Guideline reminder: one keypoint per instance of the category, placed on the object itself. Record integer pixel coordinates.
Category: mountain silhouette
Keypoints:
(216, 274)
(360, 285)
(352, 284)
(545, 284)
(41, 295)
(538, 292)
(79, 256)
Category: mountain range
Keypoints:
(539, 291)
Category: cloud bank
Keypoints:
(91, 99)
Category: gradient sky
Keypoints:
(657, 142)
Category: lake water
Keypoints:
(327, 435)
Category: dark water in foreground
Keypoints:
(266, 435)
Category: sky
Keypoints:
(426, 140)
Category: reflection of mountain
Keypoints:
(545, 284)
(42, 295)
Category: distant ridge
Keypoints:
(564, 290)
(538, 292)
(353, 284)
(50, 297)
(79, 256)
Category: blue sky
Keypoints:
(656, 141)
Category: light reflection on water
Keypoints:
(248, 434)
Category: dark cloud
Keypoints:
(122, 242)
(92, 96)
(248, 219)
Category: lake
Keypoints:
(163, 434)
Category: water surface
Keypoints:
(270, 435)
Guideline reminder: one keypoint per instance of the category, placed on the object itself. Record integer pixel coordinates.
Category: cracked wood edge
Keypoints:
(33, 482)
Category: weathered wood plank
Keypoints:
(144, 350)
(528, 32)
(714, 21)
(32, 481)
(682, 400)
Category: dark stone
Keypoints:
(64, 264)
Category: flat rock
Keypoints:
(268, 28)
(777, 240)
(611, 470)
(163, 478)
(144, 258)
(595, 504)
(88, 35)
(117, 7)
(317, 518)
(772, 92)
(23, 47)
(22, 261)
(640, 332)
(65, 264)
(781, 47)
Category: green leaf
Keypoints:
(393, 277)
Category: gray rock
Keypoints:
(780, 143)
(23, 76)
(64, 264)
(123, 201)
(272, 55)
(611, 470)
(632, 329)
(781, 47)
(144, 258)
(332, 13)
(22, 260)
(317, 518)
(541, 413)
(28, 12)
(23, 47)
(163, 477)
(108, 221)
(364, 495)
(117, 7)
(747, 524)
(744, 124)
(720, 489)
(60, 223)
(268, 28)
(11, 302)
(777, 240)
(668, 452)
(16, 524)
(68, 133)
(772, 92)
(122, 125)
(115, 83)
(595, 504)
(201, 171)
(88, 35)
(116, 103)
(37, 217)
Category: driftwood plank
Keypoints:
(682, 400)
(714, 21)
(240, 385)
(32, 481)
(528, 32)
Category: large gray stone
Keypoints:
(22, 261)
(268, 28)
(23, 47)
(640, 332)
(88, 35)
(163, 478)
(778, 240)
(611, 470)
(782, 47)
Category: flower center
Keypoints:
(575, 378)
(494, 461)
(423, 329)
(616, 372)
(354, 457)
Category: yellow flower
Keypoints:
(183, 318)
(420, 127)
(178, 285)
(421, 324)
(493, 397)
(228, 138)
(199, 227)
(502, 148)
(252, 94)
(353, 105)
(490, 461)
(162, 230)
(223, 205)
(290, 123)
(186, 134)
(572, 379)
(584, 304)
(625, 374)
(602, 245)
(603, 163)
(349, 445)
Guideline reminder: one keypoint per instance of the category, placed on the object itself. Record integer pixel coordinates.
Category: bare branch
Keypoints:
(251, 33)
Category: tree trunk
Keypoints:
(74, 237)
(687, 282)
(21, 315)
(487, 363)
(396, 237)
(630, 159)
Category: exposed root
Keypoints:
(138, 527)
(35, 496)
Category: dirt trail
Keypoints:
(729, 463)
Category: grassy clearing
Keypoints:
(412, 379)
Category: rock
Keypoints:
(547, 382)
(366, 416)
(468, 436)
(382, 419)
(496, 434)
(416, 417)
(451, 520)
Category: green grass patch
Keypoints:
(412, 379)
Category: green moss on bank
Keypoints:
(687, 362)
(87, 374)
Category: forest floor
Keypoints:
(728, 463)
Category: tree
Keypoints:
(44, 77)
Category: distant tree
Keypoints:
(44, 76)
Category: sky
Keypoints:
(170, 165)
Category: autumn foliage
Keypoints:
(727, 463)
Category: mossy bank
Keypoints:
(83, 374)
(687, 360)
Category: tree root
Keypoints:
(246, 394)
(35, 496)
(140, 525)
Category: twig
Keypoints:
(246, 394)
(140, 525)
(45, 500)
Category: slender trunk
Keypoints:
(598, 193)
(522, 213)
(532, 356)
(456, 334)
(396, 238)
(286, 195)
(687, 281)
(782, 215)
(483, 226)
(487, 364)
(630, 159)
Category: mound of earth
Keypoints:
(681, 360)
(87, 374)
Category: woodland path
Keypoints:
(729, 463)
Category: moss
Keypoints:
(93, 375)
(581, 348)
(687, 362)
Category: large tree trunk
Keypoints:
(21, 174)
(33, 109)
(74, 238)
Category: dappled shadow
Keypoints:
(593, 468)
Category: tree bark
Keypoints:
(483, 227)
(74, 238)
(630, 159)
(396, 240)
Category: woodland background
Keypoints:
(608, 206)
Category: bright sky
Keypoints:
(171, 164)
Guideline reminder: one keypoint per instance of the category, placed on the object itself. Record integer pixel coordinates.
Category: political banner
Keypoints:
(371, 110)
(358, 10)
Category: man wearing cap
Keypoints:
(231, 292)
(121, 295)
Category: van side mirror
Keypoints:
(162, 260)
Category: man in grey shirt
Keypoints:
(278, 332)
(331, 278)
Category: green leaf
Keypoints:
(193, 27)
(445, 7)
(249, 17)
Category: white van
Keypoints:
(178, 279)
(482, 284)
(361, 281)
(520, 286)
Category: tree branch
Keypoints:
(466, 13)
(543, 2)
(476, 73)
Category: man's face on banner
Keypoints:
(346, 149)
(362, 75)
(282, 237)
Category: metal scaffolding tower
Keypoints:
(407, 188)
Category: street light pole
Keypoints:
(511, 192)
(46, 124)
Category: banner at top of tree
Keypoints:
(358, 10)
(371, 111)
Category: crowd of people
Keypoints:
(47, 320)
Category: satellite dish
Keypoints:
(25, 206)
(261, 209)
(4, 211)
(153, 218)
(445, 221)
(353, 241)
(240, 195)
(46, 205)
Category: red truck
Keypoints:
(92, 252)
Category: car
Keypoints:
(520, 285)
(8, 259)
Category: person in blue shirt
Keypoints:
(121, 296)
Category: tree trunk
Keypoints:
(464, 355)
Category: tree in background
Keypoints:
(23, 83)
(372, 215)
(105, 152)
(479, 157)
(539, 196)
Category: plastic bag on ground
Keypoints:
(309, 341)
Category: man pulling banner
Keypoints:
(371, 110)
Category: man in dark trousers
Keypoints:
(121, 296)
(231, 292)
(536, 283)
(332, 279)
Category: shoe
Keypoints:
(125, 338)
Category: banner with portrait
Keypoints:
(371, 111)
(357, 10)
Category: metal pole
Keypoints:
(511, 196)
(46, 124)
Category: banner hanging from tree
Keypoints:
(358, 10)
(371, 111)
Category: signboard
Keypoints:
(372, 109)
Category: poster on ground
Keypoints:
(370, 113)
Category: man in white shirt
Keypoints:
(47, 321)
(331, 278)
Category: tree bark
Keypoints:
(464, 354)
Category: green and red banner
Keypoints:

================================

Challenge -> Every entry in the listing must be retyped exactly.

Finished task ->
Guideline reminder: one keypoint per instance of the category, placed on the object itself. Record integer pixel coordinates.
Category: mountain silhouette
Keypoints:
(216, 274)
(360, 285)
(352, 284)
(545, 284)
(41, 295)
(538, 292)
(79, 256)
Category: mountain range
Keypoints:
(539, 291)
Category: cloud bank
Keypoints:
(91, 99)
Category: gradient sky
Keypoints:
(657, 142)
Category: lake water
Keypoints:
(327, 435)
Category: dark water in foreground
Keypoints:
(266, 435)
Category: sky
Keypoints:
(426, 140)
Category: reflection of mountain
Keypoints:
(545, 284)
(42, 295)
Category: distant ridge
Keypoints:
(564, 290)
(538, 292)
(353, 284)
(50, 297)
(79, 256)
Category: blue sky
Keypoints:
(656, 141)
Category: light reflection on water
Keypoints:
(248, 434)
Category: dark cloud
Keypoints:
(122, 242)
(92, 96)
(248, 219)
Category: lake
Keypoints:
(163, 434)
Category: water surface
Keypoints:
(270, 435)
Guideline reminder: one keypoint per instance of the category, placed on the object itself. Record integer pixel coordinates.
Category: cracked wood edge
Keypoints:
(33, 482)
Category: weathered wood plank
Keypoints:
(144, 350)
(528, 32)
(714, 21)
(32, 481)
(682, 400)
Category: dark stone
Keypoints:
(64, 264)
Category: flat rock
Keypoints:
(268, 28)
(777, 240)
(611, 470)
(163, 478)
(144, 258)
(595, 504)
(88, 35)
(117, 7)
(317, 518)
(772, 92)
(23, 47)
(22, 261)
(640, 332)
(65, 264)
(781, 47)
Category: green leaf
Keypoints:
(393, 277)
Category: gray rock
Keypoints:
(780, 143)
(23, 76)
(64, 264)
(123, 201)
(272, 55)
(611, 470)
(632, 329)
(781, 47)
(144, 258)
(332, 13)
(22, 260)
(317, 518)
(541, 413)
(28, 12)
(23, 47)
(163, 477)
(108, 221)
(364, 495)
(117, 7)
(747, 524)
(744, 124)
(720, 489)
(60, 223)
(268, 28)
(11, 302)
(777, 240)
(668, 452)
(16, 524)
(68, 133)
(772, 92)
(122, 125)
(115, 83)
(595, 504)
(201, 171)
(88, 35)
(116, 103)
(37, 217)
Category: driftwood plank
Keypoints:
(682, 400)
(714, 21)
(240, 385)
(32, 481)
(528, 32)
Category: large gray stone
Keypoints:
(22, 261)
(268, 28)
(23, 47)
(640, 332)
(88, 35)
(163, 478)
(778, 240)
(611, 470)
(782, 47)
Category: flower center
Keypoints:
(575, 378)
(494, 461)
(423, 329)
(616, 372)
(354, 457)
Category: yellow flower
Keypoints:
(183, 318)
(420, 127)
(178, 285)
(421, 324)
(493, 397)
(228, 138)
(199, 227)
(502, 148)
(252, 94)
(353, 105)
(490, 461)
(162, 230)
(223, 205)
(290, 123)
(186, 134)
(572, 379)
(584, 304)
(625, 374)
(602, 245)
(603, 163)
(349, 445)
Guideline reminder: one keypoint per instance of the category, placed on the object itself. Record integer pixel coordinates.
Category: bare branch
Keypoints:
(251, 33)
Category: tree trunk
Keypoints:
(74, 237)
(687, 282)
(21, 315)
(487, 363)
(396, 237)
(630, 159)
Category: exposed root
Keypoints:
(138, 527)
(35, 496)
Category: dirt trail
Keypoints:
(729, 463)
Category: grassy clearing
Keypoints:
(412, 379)
Category: rock
Keypoints:
(547, 382)
(366, 416)
(468, 436)
(382, 419)
(496, 434)
(416, 417)
(451, 520)
Category: green grass patch
Keypoints:
(412, 379)
Category: green moss on bank
Keypoints:
(687, 362)
(87, 374)
Category: forest floor
Keypoints:
(728, 463)
Category: tree
Keypoints:
(44, 77)
Category: distant tree
Keypoints:
(44, 76)
Category: sky
Keypoints:
(170, 165)
Category: autumn foliage
Keypoints:
(727, 463)
Category: mossy bank
Keypoints:
(83, 374)
(687, 360)
Category: tree root
Keypoints:
(246, 394)
(35, 496)
(140, 525)
Category: twig
Keypoints:
(246, 394)
(140, 525)
(45, 500)
Category: slender trunk
Keypoints:
(598, 193)
(522, 213)
(532, 356)
(456, 334)
(396, 238)
(286, 195)
(687, 281)
(782, 215)
(483, 226)
(487, 364)
(630, 159)
Category: mound of earth
Keypoints:
(681, 360)
(87, 374)
Category: woodland path
Keypoints:
(729, 463)
Category: moss
Keypoints:
(93, 375)
(581, 348)
(687, 362)
Category: large tree trunk
Keypoints:
(21, 174)
(33, 109)
(74, 238)
Category: dappled shadow
Keypoints:
(593, 468)
Category: tree bark
Keypoints:
(483, 227)
(74, 238)
(630, 159)
(396, 240)
Category: woodland background
Keypoints:
(608, 206)
Category: bright sky
Keypoints:
(171, 164)
Guideline reminder: one keypoint per instance of the category, placed on the object itself. Record integer pixel coordinates.
Category: political banner
Keypoints:
(371, 110)
(358, 10)
Category: man wearing cap
Keypoints:
(231, 292)
(121, 295)
Category: van side mirror
Keypoints:
(162, 260)
Category: man in grey shirt
Keypoints:
(278, 332)
(331, 278)
Category: green leaf
Keypoints:
(193, 27)
(445, 7)
(249, 17)
Category: white van
Keypoints:
(178, 279)
(482, 284)
(361, 281)
(520, 286)
Category: tree branch
Keypoints:
(466, 13)
(543, 2)
(476, 73)
Category: man's face on banner
Keypoints:
(346, 149)
(362, 75)
(282, 237)
Category: metal scaffolding tower
Keypoints:
(407, 188)
Category: street light pole
Keypoints:
(511, 192)
(46, 124)
Category: banner at top of tree
Keypoints:
(358, 10)
(371, 111)
Category: crowd of people
Keypoints:
(47, 320)
Category: satellite dish
Keypoints:
(25, 206)
(261, 209)
(4, 211)
(153, 218)
(445, 221)
(353, 241)
(240, 195)
(46, 205)
Category: red truck
Keypoints:
(92, 252)
Category: car
Keypoints:
(520, 285)
(8, 259)
Category: person in blue shirt
Keypoints:
(121, 296)
Category: tree trunk
Keypoints:
(464, 355)
Category: tree in background
Keypoints:
(23, 83)
(372, 215)
(105, 152)
(479, 157)
(539, 196)
Category: plastic bag on ground
Keypoints:
(309, 341)
Category: man pulling banner
Keypoints:
(371, 110)
Category: man in dark trousers
Keypoints:
(121, 296)
(231, 292)
(536, 283)
(332, 279)
Category: shoe
Keypoints:
(125, 338)
Category: banner with portrait
Keypoints:
(371, 111)
(357, 10)
Category: metal pole
Keypoints:
(511, 196)
(46, 124)
Category: banner hanging from tree
Keypoints:
(358, 10)
(371, 111)
Category: signboard
Keypoints:
(372, 109)
Category: poster on ground
Keypoints:
(370, 113)
Category: man in white shirt
Keypoints:
(47, 321)
(331, 278)
Category: tree bark
Keypoints:
(464, 354)
Category: green and red banner
Keypoints:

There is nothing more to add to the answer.